▼▼▼

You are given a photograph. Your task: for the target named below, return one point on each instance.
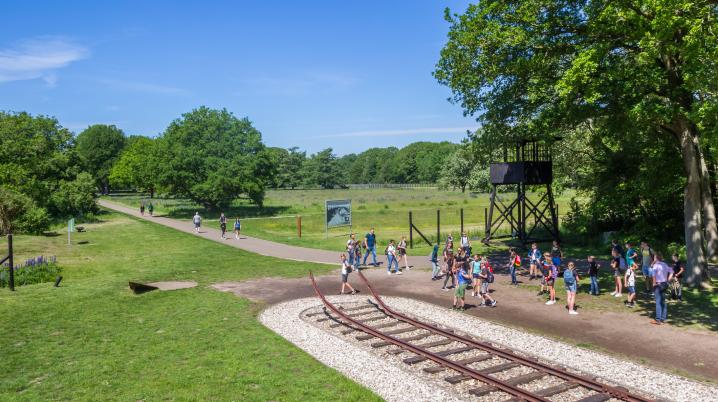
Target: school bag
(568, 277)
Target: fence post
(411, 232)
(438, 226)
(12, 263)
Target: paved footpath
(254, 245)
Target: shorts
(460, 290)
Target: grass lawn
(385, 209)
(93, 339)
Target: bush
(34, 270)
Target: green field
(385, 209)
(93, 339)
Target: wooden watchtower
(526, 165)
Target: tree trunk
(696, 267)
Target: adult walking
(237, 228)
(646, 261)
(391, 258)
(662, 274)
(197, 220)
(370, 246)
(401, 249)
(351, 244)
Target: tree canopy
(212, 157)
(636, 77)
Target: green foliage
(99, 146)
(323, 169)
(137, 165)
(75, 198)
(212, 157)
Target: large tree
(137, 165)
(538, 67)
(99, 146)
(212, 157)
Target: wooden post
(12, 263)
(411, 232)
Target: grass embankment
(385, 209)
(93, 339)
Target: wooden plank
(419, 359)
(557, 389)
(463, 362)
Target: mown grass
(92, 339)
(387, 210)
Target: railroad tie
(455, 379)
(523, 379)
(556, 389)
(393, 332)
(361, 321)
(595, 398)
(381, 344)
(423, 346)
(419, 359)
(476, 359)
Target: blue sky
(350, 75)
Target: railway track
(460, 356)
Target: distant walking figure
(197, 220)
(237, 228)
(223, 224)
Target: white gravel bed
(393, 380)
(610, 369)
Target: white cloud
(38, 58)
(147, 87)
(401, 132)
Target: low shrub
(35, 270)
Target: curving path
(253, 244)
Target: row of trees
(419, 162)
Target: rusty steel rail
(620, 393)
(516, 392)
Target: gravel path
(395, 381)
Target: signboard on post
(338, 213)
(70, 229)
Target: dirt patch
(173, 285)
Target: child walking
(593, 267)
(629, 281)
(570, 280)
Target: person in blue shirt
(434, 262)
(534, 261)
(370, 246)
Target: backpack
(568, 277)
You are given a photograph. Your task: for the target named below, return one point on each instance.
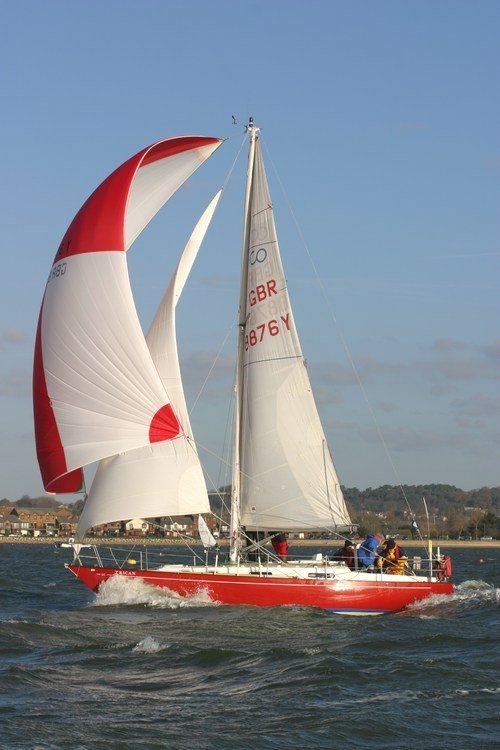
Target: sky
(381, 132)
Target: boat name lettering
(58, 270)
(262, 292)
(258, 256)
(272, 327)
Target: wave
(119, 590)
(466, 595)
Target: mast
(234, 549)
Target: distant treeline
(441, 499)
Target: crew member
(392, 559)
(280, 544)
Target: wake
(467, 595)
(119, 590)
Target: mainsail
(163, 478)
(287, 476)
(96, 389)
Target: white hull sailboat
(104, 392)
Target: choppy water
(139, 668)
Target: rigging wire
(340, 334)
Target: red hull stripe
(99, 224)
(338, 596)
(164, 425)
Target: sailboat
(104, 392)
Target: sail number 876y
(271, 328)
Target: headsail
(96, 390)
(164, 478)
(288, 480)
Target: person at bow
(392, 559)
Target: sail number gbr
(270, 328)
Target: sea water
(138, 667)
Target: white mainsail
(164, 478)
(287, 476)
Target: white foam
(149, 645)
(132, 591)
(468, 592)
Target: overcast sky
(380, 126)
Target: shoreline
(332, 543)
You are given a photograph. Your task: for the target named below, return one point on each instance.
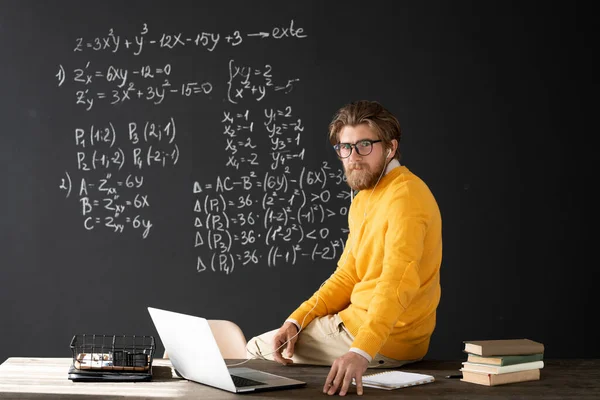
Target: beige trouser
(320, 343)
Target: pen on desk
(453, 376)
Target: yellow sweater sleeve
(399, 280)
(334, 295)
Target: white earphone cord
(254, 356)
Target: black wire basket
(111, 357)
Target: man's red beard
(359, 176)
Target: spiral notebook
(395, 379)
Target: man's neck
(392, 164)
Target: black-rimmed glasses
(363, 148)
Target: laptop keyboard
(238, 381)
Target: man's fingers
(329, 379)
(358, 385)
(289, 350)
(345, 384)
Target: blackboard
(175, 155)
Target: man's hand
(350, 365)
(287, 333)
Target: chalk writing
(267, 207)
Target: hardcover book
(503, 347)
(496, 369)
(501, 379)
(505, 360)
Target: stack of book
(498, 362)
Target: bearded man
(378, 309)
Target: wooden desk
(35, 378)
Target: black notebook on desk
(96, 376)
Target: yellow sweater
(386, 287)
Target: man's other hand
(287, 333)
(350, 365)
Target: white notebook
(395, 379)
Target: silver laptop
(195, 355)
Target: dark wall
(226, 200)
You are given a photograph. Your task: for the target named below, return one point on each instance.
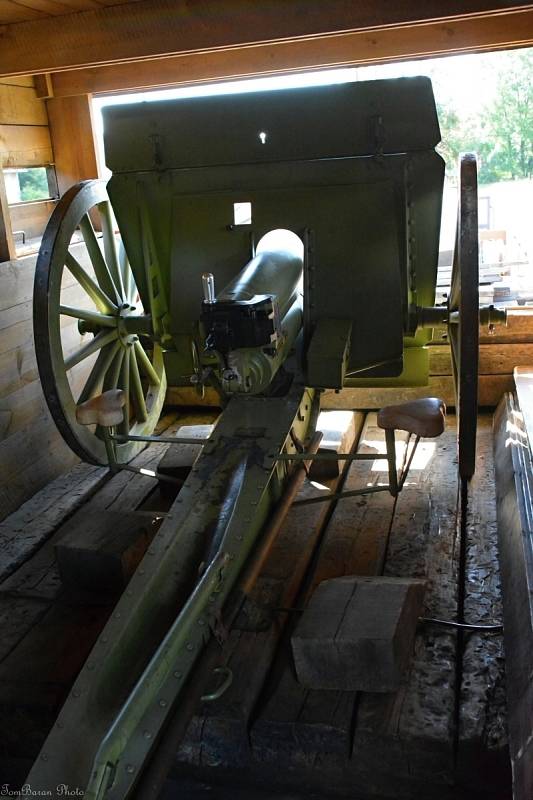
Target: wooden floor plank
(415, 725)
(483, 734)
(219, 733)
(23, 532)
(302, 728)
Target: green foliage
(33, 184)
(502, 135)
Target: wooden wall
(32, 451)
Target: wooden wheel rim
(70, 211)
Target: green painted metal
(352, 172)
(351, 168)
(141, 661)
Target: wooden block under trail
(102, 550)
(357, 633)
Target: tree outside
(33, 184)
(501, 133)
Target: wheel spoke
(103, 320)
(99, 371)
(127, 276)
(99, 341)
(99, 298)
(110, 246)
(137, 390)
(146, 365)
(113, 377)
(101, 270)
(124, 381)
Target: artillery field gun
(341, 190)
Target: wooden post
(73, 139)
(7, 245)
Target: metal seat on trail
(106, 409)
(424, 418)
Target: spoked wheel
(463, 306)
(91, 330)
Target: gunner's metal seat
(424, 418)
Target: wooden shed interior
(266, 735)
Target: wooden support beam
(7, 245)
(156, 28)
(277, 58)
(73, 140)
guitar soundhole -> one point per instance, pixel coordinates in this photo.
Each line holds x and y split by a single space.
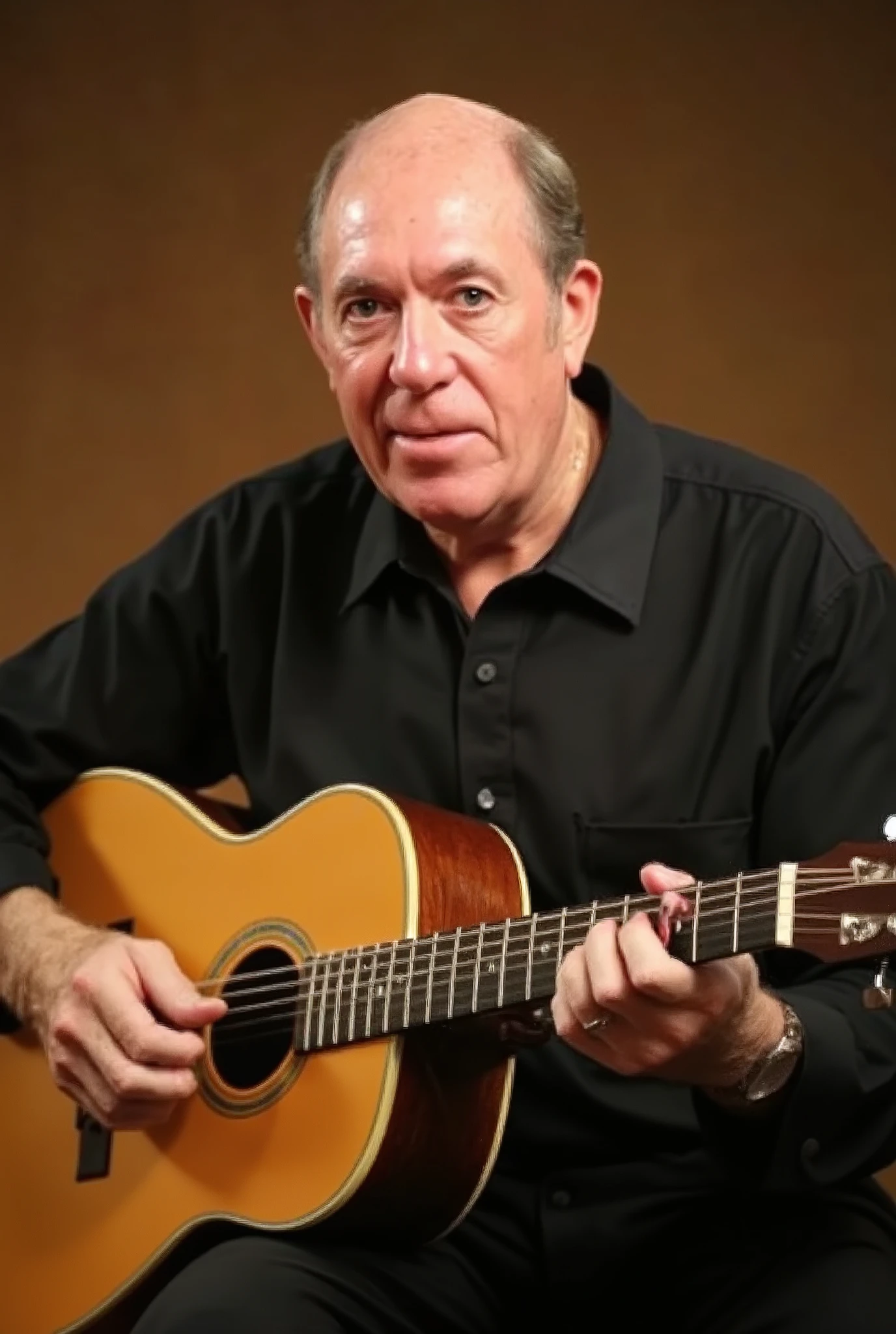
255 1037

▲▲▲

EXERCISE REQUIREMENTS. Using the listing above, copy exactly the lines from the one that contains "Target: artillery field gun" through its last line, both included, but not the pictures.

RESULT OF THIS TASK.
Target: artillery field gun
(341, 190)
Target: wooden post
(73, 139)
(7, 245)
Target: metal seat on trail
(106, 409)
(424, 418)
Target: spoked wheel
(463, 306)
(91, 330)
Target: gunner's metal seat
(424, 418)
Target: wooden shed interior
(266, 735)
Target: wooden support beam
(7, 245)
(156, 28)
(277, 58)
(73, 140)
guitar soundhole -> one point per instance, pixel coordinates in this photo.
Each line holds x and y split by a single space.
255 1037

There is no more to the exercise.